● Objective
Write out every line of the data below without changing a single character.
================
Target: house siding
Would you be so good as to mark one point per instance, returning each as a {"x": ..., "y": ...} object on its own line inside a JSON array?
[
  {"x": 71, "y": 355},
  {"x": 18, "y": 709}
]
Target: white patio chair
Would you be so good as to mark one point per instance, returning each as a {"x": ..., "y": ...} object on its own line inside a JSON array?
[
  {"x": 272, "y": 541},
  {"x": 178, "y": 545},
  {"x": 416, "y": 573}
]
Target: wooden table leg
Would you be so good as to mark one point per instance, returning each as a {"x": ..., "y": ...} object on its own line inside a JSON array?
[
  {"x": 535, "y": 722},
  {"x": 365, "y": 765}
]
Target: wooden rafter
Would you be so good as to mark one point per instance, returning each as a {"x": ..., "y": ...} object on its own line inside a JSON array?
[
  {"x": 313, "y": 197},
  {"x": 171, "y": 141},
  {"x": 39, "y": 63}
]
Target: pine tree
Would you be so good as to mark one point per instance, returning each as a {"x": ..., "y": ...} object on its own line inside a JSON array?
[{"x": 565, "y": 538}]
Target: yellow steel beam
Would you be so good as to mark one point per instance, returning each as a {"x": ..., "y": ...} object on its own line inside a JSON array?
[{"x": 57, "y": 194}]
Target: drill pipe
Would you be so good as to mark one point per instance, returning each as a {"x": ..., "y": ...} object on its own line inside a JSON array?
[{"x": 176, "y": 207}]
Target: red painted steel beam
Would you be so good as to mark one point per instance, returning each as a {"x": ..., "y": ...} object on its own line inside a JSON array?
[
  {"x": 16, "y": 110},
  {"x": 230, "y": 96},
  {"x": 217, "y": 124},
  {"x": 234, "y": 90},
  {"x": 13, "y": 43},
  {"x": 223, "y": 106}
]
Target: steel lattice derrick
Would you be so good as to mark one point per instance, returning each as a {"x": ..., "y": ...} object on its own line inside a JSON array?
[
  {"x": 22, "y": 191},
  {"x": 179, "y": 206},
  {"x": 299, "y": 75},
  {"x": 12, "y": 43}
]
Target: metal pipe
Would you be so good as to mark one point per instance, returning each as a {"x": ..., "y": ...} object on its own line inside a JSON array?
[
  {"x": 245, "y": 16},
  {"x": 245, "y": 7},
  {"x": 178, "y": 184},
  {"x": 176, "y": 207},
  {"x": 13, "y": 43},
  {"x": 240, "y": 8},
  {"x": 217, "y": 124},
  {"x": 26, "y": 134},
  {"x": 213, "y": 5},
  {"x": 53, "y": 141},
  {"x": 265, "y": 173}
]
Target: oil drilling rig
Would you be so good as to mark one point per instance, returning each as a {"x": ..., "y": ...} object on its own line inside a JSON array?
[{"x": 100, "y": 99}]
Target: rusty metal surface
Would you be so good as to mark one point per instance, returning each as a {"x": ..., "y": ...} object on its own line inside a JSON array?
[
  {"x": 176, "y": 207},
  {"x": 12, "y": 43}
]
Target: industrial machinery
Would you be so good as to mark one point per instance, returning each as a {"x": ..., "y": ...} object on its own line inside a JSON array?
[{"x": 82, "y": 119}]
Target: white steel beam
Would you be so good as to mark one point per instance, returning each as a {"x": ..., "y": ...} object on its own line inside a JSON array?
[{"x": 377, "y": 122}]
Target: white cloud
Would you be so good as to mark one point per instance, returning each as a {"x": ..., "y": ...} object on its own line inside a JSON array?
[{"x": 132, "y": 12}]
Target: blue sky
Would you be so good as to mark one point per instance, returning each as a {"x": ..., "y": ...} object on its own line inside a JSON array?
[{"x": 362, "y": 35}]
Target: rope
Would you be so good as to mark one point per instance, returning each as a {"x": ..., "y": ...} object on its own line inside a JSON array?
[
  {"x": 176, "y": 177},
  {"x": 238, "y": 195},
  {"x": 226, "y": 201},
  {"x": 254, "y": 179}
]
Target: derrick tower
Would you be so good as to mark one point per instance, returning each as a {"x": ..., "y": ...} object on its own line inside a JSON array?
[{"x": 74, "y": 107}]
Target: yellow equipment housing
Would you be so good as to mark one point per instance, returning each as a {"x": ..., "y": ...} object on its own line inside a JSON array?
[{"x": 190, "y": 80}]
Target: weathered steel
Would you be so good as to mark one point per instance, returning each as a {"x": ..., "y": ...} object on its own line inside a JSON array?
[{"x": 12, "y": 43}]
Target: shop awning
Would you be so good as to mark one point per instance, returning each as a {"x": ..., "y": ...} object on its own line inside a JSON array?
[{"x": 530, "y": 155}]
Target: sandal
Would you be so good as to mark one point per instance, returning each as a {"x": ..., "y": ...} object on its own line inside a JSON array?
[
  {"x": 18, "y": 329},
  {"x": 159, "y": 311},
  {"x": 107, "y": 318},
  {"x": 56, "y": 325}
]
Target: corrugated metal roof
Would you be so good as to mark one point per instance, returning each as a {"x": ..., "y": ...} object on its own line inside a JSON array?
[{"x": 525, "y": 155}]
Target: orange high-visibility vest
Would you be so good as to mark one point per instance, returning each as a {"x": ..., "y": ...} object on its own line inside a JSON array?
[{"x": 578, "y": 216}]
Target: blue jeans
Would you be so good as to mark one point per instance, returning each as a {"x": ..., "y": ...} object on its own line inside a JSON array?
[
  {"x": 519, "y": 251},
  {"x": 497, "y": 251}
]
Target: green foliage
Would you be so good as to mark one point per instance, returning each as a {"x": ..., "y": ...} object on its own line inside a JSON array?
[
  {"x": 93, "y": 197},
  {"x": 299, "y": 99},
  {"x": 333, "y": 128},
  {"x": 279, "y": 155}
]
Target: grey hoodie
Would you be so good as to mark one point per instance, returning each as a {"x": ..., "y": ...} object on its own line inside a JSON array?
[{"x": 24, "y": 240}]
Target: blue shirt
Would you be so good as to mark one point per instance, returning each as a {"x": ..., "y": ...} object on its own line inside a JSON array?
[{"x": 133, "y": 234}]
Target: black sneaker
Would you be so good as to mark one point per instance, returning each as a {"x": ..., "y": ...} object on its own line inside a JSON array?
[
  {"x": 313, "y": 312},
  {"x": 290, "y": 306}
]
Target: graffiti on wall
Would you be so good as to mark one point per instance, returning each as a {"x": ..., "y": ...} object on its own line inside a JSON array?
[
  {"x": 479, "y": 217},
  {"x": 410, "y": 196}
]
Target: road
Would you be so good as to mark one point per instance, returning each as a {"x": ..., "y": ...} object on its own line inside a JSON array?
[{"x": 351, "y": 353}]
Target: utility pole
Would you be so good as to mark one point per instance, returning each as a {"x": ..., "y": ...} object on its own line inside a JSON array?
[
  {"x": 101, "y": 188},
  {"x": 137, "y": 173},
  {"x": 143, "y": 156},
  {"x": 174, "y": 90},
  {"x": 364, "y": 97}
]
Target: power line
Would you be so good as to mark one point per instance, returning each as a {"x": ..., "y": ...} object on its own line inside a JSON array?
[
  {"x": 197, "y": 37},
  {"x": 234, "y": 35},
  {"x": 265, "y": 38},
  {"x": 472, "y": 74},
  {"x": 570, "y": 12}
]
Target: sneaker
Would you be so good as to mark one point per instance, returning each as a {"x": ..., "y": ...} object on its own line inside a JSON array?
================
● Task answer
Target: house siding
Would you be so good as to mark one point per instance, returning each as a {"x": ..., "y": ...} object on its own line inside a JSON array?
[
  {"x": 71, "y": 355},
  {"x": 18, "y": 709}
]
Target: white patio chair
Would you be so good as to mark one point per instance, returning each as a {"x": ..., "y": ...} object on its own line inside a JSON array?
[
  {"x": 272, "y": 541},
  {"x": 178, "y": 545},
  {"x": 416, "y": 573}
]
Target: wooden table leg
Would you be so good as to mark one point per instance, returning each as a {"x": ..., "y": ...} object on its own line inside a JSON array?
[
  {"x": 535, "y": 722},
  {"x": 365, "y": 765}
]
Target: wooden rafter
Would you be so good as to mark one point per instance, returning each as a {"x": ..., "y": ...} object on its own line inside a JSON array?
[
  {"x": 313, "y": 197},
  {"x": 171, "y": 141},
  {"x": 39, "y": 63}
]
Target: pine tree
Would you be so good as to mark one point per instance, returning each as a {"x": ..., "y": ...} object on its own line inside a JSON array?
[{"x": 565, "y": 538}]
Target: yellow steel beam
Would you be so good as to mark one point per instance, returning each as a {"x": ..., "y": ...} object on its own line inside a JSON array?
[{"x": 57, "y": 194}]
Target: drill pipe
Would you be so good as to mark one point per instance, returning each as a {"x": ..., "y": ...} object on its own line inside a JSON array?
[{"x": 176, "y": 207}]
Target: red painted steel beam
Would you be so good as to mark one point per instance, returning each as a {"x": ..., "y": ...} object on its own line inside a JSON array?
[
  {"x": 16, "y": 110},
  {"x": 230, "y": 96},
  {"x": 217, "y": 124},
  {"x": 234, "y": 90},
  {"x": 13, "y": 43},
  {"x": 223, "y": 106}
]
Target: steel lattice derrick
Would you be so good as to mark one point per instance, returning each as a {"x": ..., "y": ...} object on its own line inside a JSON array?
[
  {"x": 22, "y": 191},
  {"x": 179, "y": 206},
  {"x": 299, "y": 75},
  {"x": 12, "y": 43}
]
Target: metal pipe
Would you be so good as to mark one point per instance, returning each as a {"x": ..., "y": ...} object on its own line inside a JSON array?
[
  {"x": 245, "y": 16},
  {"x": 245, "y": 7},
  {"x": 178, "y": 184},
  {"x": 176, "y": 207},
  {"x": 13, "y": 43},
  {"x": 240, "y": 8},
  {"x": 217, "y": 124},
  {"x": 26, "y": 134},
  {"x": 213, "y": 5},
  {"x": 53, "y": 141},
  {"x": 265, "y": 173}
]
Target: oil drilling rig
Would you be so good as to mark one point per instance, returning each as a {"x": ..., "y": ...} object on its own line inside a JSON array?
[{"x": 100, "y": 99}]
Target: rusty metal surface
Would you be so good as to mark one point per instance, returning each as a {"x": ..., "y": ...} object on its own line inside a JSON array?
[
  {"x": 176, "y": 207},
  {"x": 12, "y": 43}
]
Target: industrial machinery
Would you be so good as to mark one point per instance, returning each as a {"x": ..., "y": ...} object on its own line inside a JSON array?
[{"x": 82, "y": 119}]
Target: white steel beam
Would you be so good as to mark one point per instance, returning each as a {"x": ..., "y": ...} object on its own line inside a JSON array?
[{"x": 377, "y": 122}]
Target: white cloud
Would you be so good as to mark one point per instance, returning each as a {"x": ..., "y": ...} object on its own line inside a JSON array?
[{"x": 132, "y": 12}]
Target: blue sky
Would you be so good as to mark one point per instance, returning each as a {"x": ..., "y": ...} object on its own line inside a JSON array?
[{"x": 362, "y": 35}]
Target: rope
Would you be so good as to mark one point per instance, returning each as a {"x": ..., "y": ...} object on its own line inside a JSON array?
[
  {"x": 176, "y": 177},
  {"x": 238, "y": 195},
  {"x": 226, "y": 201},
  {"x": 254, "y": 179}
]
Target: derrick tower
Would you be so good as to mark one point per instance, returning each as a {"x": ..., "y": ...} object on its own line inside a JSON array?
[{"x": 74, "y": 107}]
Target: yellow equipment housing
Would you be so good as to mark one point per instance, returning each as a {"x": ..., "y": ...} object on its own line inside a JSON array?
[{"x": 190, "y": 80}]
Target: weathered steel
Would you be so good as to mark one point per instance, returning each as a {"x": ..., "y": ...} object on its own line inside a JSON array?
[{"x": 12, "y": 43}]
Target: shop awning
Would you be so good as to mark one point per instance, returning each as a {"x": ..., "y": ...} object on its own line inside a JSON array?
[{"x": 530, "y": 155}]
Target: sandal
Would you be so good as to mark one point per instance, returning each as a {"x": ..., "y": ...} object on its own line inside a JSON array?
[
  {"x": 18, "y": 329},
  {"x": 159, "y": 311},
  {"x": 107, "y": 318},
  {"x": 56, "y": 325}
]
Target: corrugated metal roof
Would you be so good as to mark one point per instance, returning each as a {"x": ..., "y": ...} object on its own line inside a JSON array?
[{"x": 525, "y": 155}]
Target: orange high-visibility vest
Would you be so good as to mark one point per instance, returning each as a {"x": ..., "y": ...} object on its own line inside a JSON array?
[{"x": 578, "y": 216}]
Target: blue jeans
Would you be so good as to mark one point per instance, returning each as a {"x": ..., "y": ...} object on its own line inside a JSON array?
[
  {"x": 519, "y": 251},
  {"x": 497, "y": 251}
]
Target: green foliage
Would you be so good as to mark one point per instance, returning each as a {"x": ..., "y": ...} object on its own line inside a JSON array?
[
  {"x": 93, "y": 197},
  {"x": 299, "y": 99},
  {"x": 333, "y": 128},
  {"x": 279, "y": 155}
]
Target: grey hoodie
Would you be so good as to mark one point per instance, returning each as a {"x": ..., "y": ...} object on its own line inside a JSON array?
[{"x": 24, "y": 240}]
Target: blue shirt
Would you be so good as to mark one point per instance, returning each as a {"x": ..., "y": ...} object on its own line inside a JSON array?
[{"x": 133, "y": 234}]
Target: black sneaker
Would you be so good as to mark one point per instance, returning each as a {"x": ..., "y": ...} object on its own line inside a JSON array?
[
  {"x": 313, "y": 312},
  {"x": 290, "y": 306}
]
Target: graffiti on wall
Would you be so good as to mark one point per instance, returning each as a {"x": ..., "y": ...} object on its own line inside a JSON array?
[
  {"x": 479, "y": 217},
  {"x": 410, "y": 196}
]
Target: road
Would you be so good as to mark one point per instance, returning each as a {"x": ..., "y": ...} object on its own line inside a JSON array?
[{"x": 351, "y": 353}]
Target: utility pole
Would you be so good as to mark one point per instance, returning each as a {"x": ..., "y": ...} object on its own line inside a JSON array?
[
  {"x": 101, "y": 188},
  {"x": 137, "y": 173},
  {"x": 143, "y": 156},
  {"x": 174, "y": 90},
  {"x": 364, "y": 97}
]
Target: power line
Would you be so good as to mark one point per instance, returning each as a {"x": ..., "y": ...} object on its own line inside a JSON array?
[
  {"x": 197, "y": 37},
  {"x": 234, "y": 35},
  {"x": 265, "y": 38},
  {"x": 472, "y": 74},
  {"x": 570, "y": 12}
]
Target: sneaker
Would you be so good as to mark one point per instance, returning each as a {"x": ..., "y": ...} object on its own line inside a JSON array?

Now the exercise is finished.